Фрагмент текста:
————————
4. Кукушка и Петух, выхваляющие себя в басне, изображают Н. И. Греча и друга его Ф. В. Булгарина. Лица сии в журналах тридцатых годов восхваляли друг друга до забвения или, как говорят, до бесчувствия.
Объяснение это я слышал от самого И. А. Крылова.
Пример мой, может быть, подвинет и других лиц, для коих дорого все то, что относится до сохранения в потомстве преданий прошлого времени.

V

Графиня С. В. Строганова однажды спросила Крылова, зачем он не пишет более басен? ‘Потому, — отвечал Крылов, — что я более люблю, чтобы меня упрекали, для чего я не пишу, нежели дописаться до того, чтобы спросили, зачем я пишу’.

ИЗ ‘ОЧЕРКОВ И ВОСПОМИНАНИЙ’

Много было личностей, гулявших по Невскому и кои уже давно отошли в вечность, всех не перечтешь, но мы остановимся еще в особенности на одной из них.
Вот медленными шагами она идет на левой стороне улицы, по направлению от Публичной библиотеки к Полицейскому мосту, в синей шинели с несколькими воротниками. Голова его большая, с вьющимися седыми волосами, лицо белое, широковатое и с доброю улыбкою на устах. Простой народ и в особенности извозчики, встречая его, снимают шапки и почтительно кланяются. Это Иван Андреевич Крылов. Он идет в Английский клуб, помещавшийся тогда на Мойке, за Красным мостом, в доме Демидова. Почасту по дороге он заходил в дом графини Софии Владимировны Строгановой, чтобы объявить ей через швейцара, что в такой-то день он будет у ней обедать. Но на дороге он остановился, видимо заинтересованный следующею сценою: ехал экипаж и в упряжи лошадей что-то испортилось. Кучер, правивший ими, закричал: ‘Эй ты, земляк! Подь сюда, поправь там, видишь?’
Встречный охотно подошел к нему и начал, как знал, поправлять, но делал как-то неумело. Кучер, видя это, без всякой церемонии ругнул его. ‘Эх ты! — говорит он. — И этого-то не умеешь сделать, болван!’ — прибавил он.
Поправка, однако же, кончилась благополучно, кучер уехал, не сказав пособнику даже спасибо.
————————
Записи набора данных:
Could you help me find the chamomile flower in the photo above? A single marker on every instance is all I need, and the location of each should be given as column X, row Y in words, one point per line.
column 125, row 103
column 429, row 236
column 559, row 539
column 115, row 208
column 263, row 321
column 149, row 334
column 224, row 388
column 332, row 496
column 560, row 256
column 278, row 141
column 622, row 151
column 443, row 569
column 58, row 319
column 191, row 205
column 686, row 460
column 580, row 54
————————
Что сделать:
A. Перепишите дословно часть воспоминаний о Крылове: начните со слов «Пример мой, может» и закончите словами «одной из них.».
B. Допишите следующую часть воспоминаний о Крылове, начав сразу после последнего предложения.

Ответы по заданиям:
A.
Пример мой, может быть, подвинет и других лиц, для коих дорого все то, что относится до сохранения в потомстве преданий прошлого времени.

V

Графиня С. В. Строганова однажды спросила Крылова, зачем он не пишет более басен? ‘Потому, — отвечал Крылов, — что я более люблю, чтобы меня упрекали, для чего я не пишу, нежели дописаться до того, чтобы спросили, зачем я пишу’.

ИЗ ‘ОЧЕРКОВ И ВОСПОМИНАНИЙ’

Много было личностей, гулявших по Невскому и кои уже давно отошли в вечность, всех не перечтешь, но мы остановимся еще в особенности на одной из них.

B.
Крылова это поразило.
Придя к графине, он рассказывал: ‘Вот какой народ наш добродушный! Подозвал чужого человека, заставил его делать чужое дело, выругал и, не сказав спасибо, уехал! А ведь немец не такой! — заключил Крылов. — Тот даже и не подошел бы поправлять…’

А. В. НИКИТЕНКО

ИЗ ‘ДНЕВНИКА’

1835. Февраль. 9.
Был у нашего знаменитого баснописца Ивана Андреевича Крылова. Он взял на себя редакцию ‘Библиотеки для чтения’ вместо Греча, который после неприятной истории за стихи В. Гюго и за ‘Роберта-дьявола’ отказался от редакции 1.
Этот ‘Роберт’ наделал много хлопот Гречу. Он, то есть Греч, поместил в ‘Северной пчеле’ содержание этой оперы в том виде, как она существует на французском языке. Но на нашем театре она, по распоряжению самого государя, играется с некоторыми изменениями. Его величество велел сказать ему за это, что еще один такой случай — и Греч будет выслан из столицы.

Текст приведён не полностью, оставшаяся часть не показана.